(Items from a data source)
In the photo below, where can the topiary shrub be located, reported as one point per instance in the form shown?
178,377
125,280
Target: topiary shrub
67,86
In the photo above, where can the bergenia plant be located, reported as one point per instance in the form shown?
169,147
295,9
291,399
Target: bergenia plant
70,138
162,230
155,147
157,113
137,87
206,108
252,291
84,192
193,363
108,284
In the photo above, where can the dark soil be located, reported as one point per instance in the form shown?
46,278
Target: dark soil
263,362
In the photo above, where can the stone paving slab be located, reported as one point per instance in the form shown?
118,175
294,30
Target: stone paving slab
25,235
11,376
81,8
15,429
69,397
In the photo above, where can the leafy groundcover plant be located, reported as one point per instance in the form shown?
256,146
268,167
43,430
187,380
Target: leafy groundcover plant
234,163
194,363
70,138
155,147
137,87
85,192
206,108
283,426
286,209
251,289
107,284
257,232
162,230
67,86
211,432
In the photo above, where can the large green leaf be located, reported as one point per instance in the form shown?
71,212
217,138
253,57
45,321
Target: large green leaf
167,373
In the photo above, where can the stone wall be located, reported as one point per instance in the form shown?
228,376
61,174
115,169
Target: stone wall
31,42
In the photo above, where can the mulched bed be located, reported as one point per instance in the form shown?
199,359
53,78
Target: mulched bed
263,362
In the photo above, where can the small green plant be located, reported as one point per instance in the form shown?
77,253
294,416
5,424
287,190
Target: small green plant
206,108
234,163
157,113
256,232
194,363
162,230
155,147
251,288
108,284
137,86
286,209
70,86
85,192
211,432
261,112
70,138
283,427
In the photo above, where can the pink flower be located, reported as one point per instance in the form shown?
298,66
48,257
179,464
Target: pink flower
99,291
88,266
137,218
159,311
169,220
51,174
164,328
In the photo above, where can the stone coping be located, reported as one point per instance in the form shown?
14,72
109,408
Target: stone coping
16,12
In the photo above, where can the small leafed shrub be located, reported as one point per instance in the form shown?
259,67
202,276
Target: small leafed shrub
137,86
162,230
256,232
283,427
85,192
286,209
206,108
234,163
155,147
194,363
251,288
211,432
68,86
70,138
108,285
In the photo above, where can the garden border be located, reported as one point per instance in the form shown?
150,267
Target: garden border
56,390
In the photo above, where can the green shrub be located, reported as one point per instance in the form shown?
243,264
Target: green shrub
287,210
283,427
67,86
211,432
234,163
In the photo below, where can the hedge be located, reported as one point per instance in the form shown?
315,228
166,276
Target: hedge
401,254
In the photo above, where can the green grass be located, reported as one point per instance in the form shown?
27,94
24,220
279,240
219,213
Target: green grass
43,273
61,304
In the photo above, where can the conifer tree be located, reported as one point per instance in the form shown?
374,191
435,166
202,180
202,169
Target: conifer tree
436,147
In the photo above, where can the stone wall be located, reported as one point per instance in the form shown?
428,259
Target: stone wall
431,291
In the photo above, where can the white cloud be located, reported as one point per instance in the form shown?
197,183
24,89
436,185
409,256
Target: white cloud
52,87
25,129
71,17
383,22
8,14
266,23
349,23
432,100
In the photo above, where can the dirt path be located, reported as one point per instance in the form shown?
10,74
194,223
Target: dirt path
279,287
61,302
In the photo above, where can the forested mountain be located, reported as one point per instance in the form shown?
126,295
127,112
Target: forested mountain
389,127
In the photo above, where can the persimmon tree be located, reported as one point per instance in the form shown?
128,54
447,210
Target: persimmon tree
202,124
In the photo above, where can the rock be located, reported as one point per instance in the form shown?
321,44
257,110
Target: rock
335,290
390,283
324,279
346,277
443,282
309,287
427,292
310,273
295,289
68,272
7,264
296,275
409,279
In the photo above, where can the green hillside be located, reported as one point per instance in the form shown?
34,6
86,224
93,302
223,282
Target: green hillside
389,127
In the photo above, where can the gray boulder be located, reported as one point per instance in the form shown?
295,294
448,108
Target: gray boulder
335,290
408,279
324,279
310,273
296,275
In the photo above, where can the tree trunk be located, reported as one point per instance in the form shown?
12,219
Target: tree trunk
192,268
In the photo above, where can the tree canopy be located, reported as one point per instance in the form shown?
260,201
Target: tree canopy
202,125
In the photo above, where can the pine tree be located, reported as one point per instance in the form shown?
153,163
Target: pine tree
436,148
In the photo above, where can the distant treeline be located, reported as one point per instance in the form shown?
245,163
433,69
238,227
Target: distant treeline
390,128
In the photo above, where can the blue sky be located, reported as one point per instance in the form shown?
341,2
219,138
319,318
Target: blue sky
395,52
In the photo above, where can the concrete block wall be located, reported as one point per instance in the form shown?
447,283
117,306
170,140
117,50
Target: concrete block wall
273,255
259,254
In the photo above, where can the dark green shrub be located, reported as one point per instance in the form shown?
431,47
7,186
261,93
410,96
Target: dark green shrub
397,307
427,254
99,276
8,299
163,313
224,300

Work to be completed:
Retype the material above, line by line, exactly.

Finished task:
In the photo below, where can the topiary shrub be located, reported as one point per instance in the form shown?
178,377
125,280
Target: topiary shrub
67,86
In the photo above, where can the bergenia plant be located, reported as one point per instance in the form shown?
169,147
295,9
291,399
Target: bergenia plant
70,138
162,230
155,147
157,113
137,87
206,108
252,291
84,192
193,363
108,284
In the photo above, where can the dark soil be located, reported as one point per instance in the form shown?
46,278
Target: dark soil
263,362
In the photo above, where can the stone paving slab be located, reported as one point per instance in the form shown?
118,175
294,30
Target: stone paving slab
25,235
11,376
81,8
15,429
69,397
In the photo above, where can the leafy groundcover plant be located, reported as one point per instance in the form shown?
256,146
268,167
43,430
187,380
Target: leafy groundcover plant
234,163
194,363
70,138
155,147
137,87
85,192
206,108
283,426
286,209
251,289
107,284
257,232
162,230
67,86
211,432
In the photo above, where can the large green leaf be located, reported as one point per instance in the form shown?
71,212
217,138
253,57
45,321
Target: large green leaf
167,373
In the photo above, where can the stone wall be located, reported as one point per instance in the form shown?
228,376
61,174
115,169
Target: stone wall
31,42
In the photo above, where can the mulched bed be located, reported as one point per instance in the form shown?
199,359
53,78
Target: mulched bed
263,362
In the photo above, where can the small green plant be located, reported as one point per instance in the form shown?
77,253
294,416
5,424
287,190
Target: small green plant
206,108
234,163
157,113
256,232
194,363
162,230
155,147
251,288
108,284
137,86
286,209
70,86
85,192
211,432
261,112
70,138
283,427
In the photo above, where can the pink flower be located, reported as one point per instance in the form shown?
298,66
48,257
179,464
Target: pink flower
99,291
88,266
137,218
159,311
169,220
51,174
164,328
In the photo above, where can the stone coping be located, reported as one point per instance in the form shown?
14,72
109,408
Target: stone coping
16,12
In the photo above, where can the small leafed shrub be located, reported as one point per instance in the form shown?
259,67
202,276
Target: small leafed shrub
137,86
162,230
256,232
283,427
85,192
286,209
206,108
234,163
155,147
194,363
251,288
211,432
68,86
70,138
108,285
In the photo above, where can the garden border be located, reported as one point per instance in the form shown?
150,267
Target: garden border
56,390
In the photo above, where can the green shrub be located, reported as one point per instance in the form shown?
243,264
Target: green shrub
287,210
283,427
67,86
211,432
234,163
In the photo below, where can the hedge be located, reported as one point per instance in the form shown?
315,228
166,276
Target: hedge
401,254
In the photo above, where can the green grass be located, reported as one point per instance in the form shown?
27,94
24,220
279,240
219,213
Target: green grass
43,273
61,304
In the photo above, where can the conifer tree be located, reported as one point per instance in the form shown?
374,191
435,166
202,180
202,169
Target: conifer tree
436,147
In the photo above, where can the stone wall be located, reported as one point per instance in the form shown?
428,259
Target: stone wall
431,291
In the photo above, where can the white cloud be located, reported as one point per instance in the form shown?
197,183
24,89
436,185
409,256
Target: white cloud
52,87
25,129
71,17
383,22
8,14
266,23
349,23
432,100
In the photo above, where can the dirt path be located, reported as one point per instance in the form shown?
10,74
194,223
Target: dirt path
279,287
61,302
In the photo above, where can the forested mountain be located, reported as one point per instance in the form shown?
126,295
127,112
Target: forested mountain
389,127
In the photo above, where can the persimmon tree be located, reported as one point per instance in the form shown?
128,54
447,210
Target: persimmon tree
202,124
In the photo above, where can the rock be located, reported as one point per instance in the form shown?
321,44
257,110
Target: rock
335,290
390,283
324,279
346,277
443,282
309,287
427,292
310,273
295,289
68,272
7,264
296,275
409,279
In the photo above, where can the green hillside be located, reported as one point per instance in the form shown?
34,6
86,224
93,302
223,282
Target: green hillside
389,127
In the photo above, where can the gray boulder be located, reported as one point per instance in the form shown?
295,294
448,108
Target: gray boulder
335,290
408,279
324,279
310,273
296,275
In the photo above, where can the tree trunk be located, reported as one point per instance in the form shown?
12,219
Target: tree trunk
192,268
In the photo above, where can the tree canopy be located, reported as one point per instance in the form shown?
260,201
Target: tree canopy
202,125
In the photo above, where can the pine tree be located, reported as one point per instance in the form shown?
153,163
Target: pine tree
436,148
In the photo above, where can the distant treeline be located, reported as one point per instance in the form shown?
245,163
433,69
238,227
Target: distant treeline
390,128
In the photo above, where can the blue sky be located, reported as one point per instance in the form shown?
341,2
219,138
319,318
Target: blue sky
395,52
In the photo above, where can the concrete block wall be located, reported as one point per instance in the form shown?
447,283
117,306
170,140
117,50
Target: concrete block wall
273,255
259,254
In the photo above, where can the dark green shrub be located, reported as one point per instance in the form shown?
431,47
7,186
261,93
410,96
Target: dark green shrub
397,307
427,254
99,276
8,299
163,313
224,300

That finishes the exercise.